[Some records]:
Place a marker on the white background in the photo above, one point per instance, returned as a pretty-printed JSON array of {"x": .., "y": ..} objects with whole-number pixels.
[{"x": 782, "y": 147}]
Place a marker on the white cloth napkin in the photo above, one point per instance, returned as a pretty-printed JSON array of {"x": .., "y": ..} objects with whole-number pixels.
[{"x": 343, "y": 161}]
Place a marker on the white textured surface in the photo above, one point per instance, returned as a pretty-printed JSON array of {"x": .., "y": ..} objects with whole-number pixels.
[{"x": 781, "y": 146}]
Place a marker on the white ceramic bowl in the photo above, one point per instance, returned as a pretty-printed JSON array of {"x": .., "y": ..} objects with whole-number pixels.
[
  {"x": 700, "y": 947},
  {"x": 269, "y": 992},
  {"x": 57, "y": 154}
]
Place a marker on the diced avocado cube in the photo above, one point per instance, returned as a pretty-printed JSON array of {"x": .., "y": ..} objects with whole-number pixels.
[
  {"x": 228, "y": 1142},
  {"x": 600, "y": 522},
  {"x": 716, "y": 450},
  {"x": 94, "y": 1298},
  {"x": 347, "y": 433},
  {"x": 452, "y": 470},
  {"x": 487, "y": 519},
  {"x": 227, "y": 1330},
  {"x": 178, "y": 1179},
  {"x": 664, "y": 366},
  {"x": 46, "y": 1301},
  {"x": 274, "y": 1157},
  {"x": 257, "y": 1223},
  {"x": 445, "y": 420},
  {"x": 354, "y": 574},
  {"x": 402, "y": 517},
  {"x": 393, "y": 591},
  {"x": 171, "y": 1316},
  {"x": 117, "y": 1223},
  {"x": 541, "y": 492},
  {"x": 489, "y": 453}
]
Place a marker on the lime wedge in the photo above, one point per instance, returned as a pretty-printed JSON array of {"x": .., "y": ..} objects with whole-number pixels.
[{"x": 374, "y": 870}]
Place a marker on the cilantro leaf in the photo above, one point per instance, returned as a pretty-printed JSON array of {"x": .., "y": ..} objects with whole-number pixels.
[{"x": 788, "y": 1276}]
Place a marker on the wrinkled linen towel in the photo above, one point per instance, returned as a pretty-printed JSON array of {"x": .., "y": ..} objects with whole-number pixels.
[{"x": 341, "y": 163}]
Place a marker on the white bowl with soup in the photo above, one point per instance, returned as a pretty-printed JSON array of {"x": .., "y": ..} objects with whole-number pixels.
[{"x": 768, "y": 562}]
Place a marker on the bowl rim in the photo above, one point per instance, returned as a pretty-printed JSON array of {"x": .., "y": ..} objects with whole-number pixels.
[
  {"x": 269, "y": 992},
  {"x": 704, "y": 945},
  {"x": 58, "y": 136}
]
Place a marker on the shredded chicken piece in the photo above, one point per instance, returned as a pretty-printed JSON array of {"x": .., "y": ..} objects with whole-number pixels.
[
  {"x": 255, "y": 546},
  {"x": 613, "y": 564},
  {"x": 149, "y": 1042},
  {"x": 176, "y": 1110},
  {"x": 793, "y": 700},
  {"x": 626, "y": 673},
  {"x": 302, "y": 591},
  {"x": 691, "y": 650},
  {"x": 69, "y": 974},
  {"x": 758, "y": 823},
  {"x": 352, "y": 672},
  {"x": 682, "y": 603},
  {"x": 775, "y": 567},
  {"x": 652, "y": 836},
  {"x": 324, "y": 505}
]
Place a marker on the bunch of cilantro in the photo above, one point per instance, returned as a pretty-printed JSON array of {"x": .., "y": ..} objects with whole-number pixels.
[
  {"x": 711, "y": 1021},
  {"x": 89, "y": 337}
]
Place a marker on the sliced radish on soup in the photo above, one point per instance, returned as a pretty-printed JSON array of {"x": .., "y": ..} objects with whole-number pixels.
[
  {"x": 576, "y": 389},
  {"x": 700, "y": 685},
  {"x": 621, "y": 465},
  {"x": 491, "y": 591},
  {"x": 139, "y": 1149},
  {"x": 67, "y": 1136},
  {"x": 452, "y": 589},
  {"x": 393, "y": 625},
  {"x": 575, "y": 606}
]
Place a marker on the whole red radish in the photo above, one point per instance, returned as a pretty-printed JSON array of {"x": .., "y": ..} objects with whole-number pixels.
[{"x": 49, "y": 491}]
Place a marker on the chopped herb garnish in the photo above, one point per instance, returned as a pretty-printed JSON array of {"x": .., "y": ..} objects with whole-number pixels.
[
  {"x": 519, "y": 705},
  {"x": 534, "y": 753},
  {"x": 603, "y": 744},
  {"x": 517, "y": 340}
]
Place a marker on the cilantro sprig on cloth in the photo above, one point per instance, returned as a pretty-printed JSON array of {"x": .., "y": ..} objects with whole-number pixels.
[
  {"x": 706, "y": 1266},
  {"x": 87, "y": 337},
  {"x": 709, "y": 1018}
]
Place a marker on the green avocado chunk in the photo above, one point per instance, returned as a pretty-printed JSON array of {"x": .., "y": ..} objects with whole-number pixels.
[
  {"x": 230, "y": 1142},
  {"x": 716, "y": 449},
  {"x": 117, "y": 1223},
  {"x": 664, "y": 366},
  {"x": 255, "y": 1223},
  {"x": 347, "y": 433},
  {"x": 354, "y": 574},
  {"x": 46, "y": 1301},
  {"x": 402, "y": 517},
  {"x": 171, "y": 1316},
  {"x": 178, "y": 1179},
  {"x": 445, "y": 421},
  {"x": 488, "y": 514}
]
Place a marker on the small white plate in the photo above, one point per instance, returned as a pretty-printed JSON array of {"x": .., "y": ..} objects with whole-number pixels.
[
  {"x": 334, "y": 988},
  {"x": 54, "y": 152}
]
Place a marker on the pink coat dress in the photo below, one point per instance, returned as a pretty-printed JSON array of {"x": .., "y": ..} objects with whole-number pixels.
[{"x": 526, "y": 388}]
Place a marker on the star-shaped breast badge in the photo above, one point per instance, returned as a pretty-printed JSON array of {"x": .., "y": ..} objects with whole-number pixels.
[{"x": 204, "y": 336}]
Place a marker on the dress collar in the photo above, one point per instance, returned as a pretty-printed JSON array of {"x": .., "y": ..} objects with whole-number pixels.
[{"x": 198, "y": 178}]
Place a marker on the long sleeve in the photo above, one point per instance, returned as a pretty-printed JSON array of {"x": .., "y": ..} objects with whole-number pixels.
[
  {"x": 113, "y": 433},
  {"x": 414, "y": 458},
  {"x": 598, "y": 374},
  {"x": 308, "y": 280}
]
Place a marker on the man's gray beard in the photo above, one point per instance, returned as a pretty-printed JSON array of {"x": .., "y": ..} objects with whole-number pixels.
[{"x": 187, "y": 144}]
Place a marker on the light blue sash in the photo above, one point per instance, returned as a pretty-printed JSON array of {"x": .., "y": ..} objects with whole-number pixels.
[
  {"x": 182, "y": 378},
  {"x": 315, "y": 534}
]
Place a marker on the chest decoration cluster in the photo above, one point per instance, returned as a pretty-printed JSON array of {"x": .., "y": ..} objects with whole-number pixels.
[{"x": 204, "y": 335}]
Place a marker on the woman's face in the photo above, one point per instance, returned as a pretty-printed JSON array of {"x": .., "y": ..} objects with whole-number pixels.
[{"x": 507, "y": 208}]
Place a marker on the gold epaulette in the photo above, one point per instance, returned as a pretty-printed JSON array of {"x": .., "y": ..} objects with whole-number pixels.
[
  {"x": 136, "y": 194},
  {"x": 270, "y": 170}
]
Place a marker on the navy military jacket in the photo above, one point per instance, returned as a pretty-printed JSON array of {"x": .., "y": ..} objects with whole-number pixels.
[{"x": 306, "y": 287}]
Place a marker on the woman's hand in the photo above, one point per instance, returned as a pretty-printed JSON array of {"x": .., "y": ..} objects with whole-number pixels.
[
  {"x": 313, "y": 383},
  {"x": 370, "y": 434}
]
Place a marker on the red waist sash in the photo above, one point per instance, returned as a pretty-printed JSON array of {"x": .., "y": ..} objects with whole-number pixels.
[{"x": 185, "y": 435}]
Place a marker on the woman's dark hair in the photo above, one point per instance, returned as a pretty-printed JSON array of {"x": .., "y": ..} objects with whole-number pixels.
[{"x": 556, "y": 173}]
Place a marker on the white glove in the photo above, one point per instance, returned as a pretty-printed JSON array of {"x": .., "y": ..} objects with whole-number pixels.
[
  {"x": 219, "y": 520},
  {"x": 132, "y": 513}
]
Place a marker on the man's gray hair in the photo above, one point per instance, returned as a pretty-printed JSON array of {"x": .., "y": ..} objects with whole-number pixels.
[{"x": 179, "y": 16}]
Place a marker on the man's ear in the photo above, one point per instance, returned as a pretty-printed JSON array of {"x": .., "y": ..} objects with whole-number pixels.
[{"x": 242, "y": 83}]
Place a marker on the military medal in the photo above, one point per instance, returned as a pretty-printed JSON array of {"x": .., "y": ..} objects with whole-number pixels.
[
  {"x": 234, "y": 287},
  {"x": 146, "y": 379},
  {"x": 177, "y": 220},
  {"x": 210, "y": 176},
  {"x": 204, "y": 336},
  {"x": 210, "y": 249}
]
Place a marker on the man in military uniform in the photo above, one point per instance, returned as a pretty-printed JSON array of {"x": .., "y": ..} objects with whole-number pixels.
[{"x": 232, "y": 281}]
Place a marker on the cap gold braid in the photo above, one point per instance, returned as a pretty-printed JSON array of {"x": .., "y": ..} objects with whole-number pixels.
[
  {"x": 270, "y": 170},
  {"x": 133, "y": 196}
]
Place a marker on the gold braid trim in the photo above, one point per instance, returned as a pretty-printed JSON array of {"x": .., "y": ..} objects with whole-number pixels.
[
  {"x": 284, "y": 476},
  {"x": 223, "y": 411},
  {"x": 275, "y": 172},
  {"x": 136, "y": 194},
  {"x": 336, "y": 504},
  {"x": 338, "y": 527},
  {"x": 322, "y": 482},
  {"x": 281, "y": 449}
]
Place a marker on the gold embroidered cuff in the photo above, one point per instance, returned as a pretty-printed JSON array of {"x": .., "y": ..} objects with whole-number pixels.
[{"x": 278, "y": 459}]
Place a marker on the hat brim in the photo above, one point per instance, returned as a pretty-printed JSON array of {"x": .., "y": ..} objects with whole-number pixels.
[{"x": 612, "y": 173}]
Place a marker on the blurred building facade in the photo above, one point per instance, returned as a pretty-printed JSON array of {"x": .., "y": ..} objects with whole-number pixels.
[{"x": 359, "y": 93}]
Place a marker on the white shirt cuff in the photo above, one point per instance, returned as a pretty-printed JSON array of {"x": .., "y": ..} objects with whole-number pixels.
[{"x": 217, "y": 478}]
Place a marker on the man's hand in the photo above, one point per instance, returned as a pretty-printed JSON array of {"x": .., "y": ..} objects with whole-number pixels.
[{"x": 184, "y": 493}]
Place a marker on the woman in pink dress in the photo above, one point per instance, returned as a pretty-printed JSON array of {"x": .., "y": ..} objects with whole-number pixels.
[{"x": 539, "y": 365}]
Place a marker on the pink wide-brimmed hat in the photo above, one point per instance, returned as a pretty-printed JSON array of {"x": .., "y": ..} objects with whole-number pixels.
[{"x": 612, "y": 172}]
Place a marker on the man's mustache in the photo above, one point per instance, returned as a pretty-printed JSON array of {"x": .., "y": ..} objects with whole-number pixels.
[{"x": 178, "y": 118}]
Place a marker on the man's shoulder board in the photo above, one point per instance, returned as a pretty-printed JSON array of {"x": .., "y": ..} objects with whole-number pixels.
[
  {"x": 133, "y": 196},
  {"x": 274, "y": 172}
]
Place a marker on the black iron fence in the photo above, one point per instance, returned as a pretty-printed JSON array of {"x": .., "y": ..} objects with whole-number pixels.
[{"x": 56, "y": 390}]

[AIM OF THE TASK]:
Could you copy, word for word, everything from the line containing "Place a marker on the black" down to the end of the data?

[RESULT OF THE TASK]:
Place a marker on the black iron fence in the photo above, one point per instance, returned as a pretty-printed JSON array of {"x": .., "y": ..} objects with whole-number pixels.
[{"x": 56, "y": 390}]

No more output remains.